▶ [Set task] Copy the material below exactly as given, line for line, omitting the pictures.
[Begin Data excerpts]
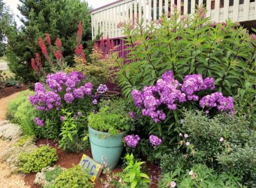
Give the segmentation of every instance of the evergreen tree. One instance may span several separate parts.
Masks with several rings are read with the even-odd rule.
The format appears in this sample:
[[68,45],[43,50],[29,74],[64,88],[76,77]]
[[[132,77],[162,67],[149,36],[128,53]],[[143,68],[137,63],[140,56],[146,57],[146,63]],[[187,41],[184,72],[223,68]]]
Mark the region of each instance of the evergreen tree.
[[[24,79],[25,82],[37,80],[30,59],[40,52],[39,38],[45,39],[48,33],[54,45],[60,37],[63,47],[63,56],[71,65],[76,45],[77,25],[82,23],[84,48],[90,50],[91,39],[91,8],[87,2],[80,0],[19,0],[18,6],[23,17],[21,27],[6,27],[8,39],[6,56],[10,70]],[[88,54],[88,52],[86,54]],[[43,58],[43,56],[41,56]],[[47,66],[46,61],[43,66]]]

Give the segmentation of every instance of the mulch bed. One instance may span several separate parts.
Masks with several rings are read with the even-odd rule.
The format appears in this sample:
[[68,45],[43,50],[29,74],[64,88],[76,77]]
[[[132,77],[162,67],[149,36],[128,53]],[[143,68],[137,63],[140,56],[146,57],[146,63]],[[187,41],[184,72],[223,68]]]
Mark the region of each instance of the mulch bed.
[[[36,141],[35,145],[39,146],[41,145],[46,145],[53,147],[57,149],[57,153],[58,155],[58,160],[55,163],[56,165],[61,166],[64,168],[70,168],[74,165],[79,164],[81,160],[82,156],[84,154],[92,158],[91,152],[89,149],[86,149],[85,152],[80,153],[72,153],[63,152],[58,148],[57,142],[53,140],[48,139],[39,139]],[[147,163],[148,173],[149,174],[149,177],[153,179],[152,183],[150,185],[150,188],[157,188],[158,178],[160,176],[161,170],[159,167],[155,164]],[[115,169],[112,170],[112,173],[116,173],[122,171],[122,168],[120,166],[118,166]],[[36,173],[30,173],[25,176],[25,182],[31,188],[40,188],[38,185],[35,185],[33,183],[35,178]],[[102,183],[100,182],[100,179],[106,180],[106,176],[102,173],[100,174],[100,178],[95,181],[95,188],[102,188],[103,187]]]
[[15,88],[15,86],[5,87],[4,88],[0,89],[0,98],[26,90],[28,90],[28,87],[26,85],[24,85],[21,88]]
[End Data excerpts]
▶ [Problem solution]
Give the segmentation of every instance of the evergreen tree. One instance may span several separate parts.
Masks with several rings are read with the even-odd rule.
The format appears in this sample:
[[68,45],[43,50],[29,74],[64,88],[76,77]]
[[[132,77],[162,67],[149,36],[128,53]],[[143,68],[137,63],[140,56],[146,57],[146,63]],[[187,41],[184,72],[223,68]]]
Mark the region of each instance of the evergreen tree.
[[[24,79],[25,82],[37,80],[30,59],[40,52],[39,38],[45,39],[48,33],[54,45],[60,37],[63,47],[63,56],[71,65],[76,45],[77,25],[82,23],[84,48],[90,50],[91,39],[91,8],[87,2],[80,0],[19,0],[18,6],[23,17],[21,27],[6,27],[8,39],[6,56],[10,70]],[[88,54],[88,52],[86,54]],[[43,58],[43,56],[41,56]],[[47,66],[46,61],[43,66]]]

Give the segmentation of every instance of the mulch bed. One instance may span several separate parts.
Masks with several rings are read with the even-odd rule.
The format appears in this sample:
[[68,45],[43,50],[29,74],[64,88],[76,77]]
[[[132,77],[162,67],[149,36],[128,53]],[[143,68],[137,63],[140,56],[146,57],[146,63]],[[187,41],[184,72],[223,68]]]
Mark the region of each instance of the mulch bed.
[[[36,141],[35,145],[39,146],[41,145],[46,145],[53,147],[57,149],[57,153],[58,155],[58,160],[55,163],[56,165],[61,166],[64,168],[70,168],[74,165],[79,164],[81,160],[82,156],[84,154],[92,158],[91,152],[89,149],[86,149],[85,152],[80,153],[72,153],[63,152],[58,148],[57,142],[53,140],[48,139],[39,139]],[[147,163],[148,173],[149,174],[149,177],[153,179],[152,183],[150,185],[150,188],[157,188],[158,178],[160,176],[161,170],[159,167],[155,164]],[[115,169],[112,170],[112,173],[116,173],[122,171],[122,168],[120,166],[118,166]],[[36,173],[30,173],[25,176],[25,182],[31,188],[40,188],[38,185],[35,185],[33,183],[35,178]],[[102,183],[100,182],[100,179],[106,180],[106,176],[102,173],[100,174],[100,178],[95,181],[95,188],[102,188],[103,187]]]
[[15,88],[15,86],[5,87],[4,88],[0,89],[0,98],[26,90],[28,90],[28,87],[26,85],[24,85],[21,88]]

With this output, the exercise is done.